**WHAT THE TASK REQUIRES**: Rewrite only the lines starting with the line that contains "In the photo above, where can the blue" and going on through the line that contains "pixel 663 387", with "high-visibility vest" changed to "safety vest" and nothing else altered.

**RECORDS TO USE**:

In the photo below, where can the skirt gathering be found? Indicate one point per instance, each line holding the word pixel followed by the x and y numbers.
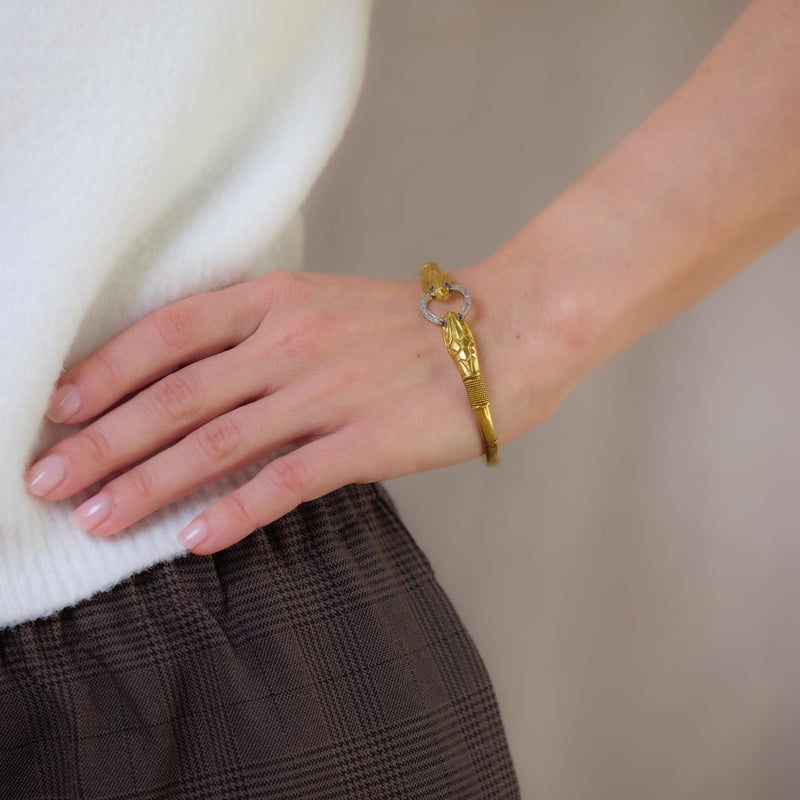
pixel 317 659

==

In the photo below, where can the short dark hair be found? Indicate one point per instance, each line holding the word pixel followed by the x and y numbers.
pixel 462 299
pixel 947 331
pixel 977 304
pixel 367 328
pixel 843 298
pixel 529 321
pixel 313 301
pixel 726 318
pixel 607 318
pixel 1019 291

==

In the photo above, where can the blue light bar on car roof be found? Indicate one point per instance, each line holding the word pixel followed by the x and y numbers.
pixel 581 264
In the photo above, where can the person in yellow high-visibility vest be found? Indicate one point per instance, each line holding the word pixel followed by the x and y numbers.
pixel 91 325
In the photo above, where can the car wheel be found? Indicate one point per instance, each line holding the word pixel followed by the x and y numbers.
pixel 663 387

**OUTPUT FOR THIS TASK**:
In the photo above, where can the blue light bar on car roof be found? Indicate one point per instance, each line holding the word pixel followed by the x and y numbers.
pixel 581 264
In the photo above, where can the person in yellow safety vest be found? Indicate one point per instance, each line holding the word pixel followed by the x and y numbers.
pixel 91 325
In the photo above, where can the car wheel be found? Indicate one point per instance, each line holding the word pixel followed by the x and y numbers.
pixel 663 387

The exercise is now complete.